Task statement. Copy the lines below word for word, starting at the line that contains "If you would be so good as to mark the wet" and continuing through the last of the lines.

————————

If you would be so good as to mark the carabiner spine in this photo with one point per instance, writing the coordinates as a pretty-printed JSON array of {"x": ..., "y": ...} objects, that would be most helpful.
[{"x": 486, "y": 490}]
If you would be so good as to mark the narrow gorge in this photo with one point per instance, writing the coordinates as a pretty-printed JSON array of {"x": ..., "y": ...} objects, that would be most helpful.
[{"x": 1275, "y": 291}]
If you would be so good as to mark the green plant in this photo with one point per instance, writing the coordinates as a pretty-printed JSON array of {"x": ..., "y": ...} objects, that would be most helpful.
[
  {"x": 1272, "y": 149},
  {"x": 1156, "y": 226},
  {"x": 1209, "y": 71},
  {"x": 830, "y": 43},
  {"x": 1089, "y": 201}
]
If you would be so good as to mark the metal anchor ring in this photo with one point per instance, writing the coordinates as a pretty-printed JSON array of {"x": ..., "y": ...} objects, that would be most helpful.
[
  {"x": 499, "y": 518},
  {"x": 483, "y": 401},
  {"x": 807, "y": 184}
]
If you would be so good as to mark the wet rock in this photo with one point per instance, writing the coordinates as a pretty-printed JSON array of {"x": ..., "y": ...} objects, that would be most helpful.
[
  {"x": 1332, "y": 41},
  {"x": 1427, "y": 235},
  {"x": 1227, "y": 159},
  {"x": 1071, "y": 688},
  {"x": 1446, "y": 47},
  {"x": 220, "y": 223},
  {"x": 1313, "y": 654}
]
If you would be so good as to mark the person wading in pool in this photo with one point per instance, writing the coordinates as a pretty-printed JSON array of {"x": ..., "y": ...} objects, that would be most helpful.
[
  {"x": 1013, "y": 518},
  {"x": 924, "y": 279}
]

————————

The response.
If you would be so good as to mark the wet rock in this photo with one point per instance, writing the coordinates as a pretty-printed JSON array of {"x": ..., "y": ...} objects, that would be most helpful.
[
  {"x": 1332, "y": 41},
  {"x": 1427, "y": 235},
  {"x": 1227, "y": 159},
  {"x": 1071, "y": 688},
  {"x": 1446, "y": 47},
  {"x": 220, "y": 223},
  {"x": 1313, "y": 654}
]
If you would be so good as to mark the person wading in pool in this photo with one point per instance, writing the coordinates as a pretty-printed JSON array of {"x": ..., "y": ...} objects, that would be most helpful.
[
  {"x": 1013, "y": 518},
  {"x": 924, "y": 279}
]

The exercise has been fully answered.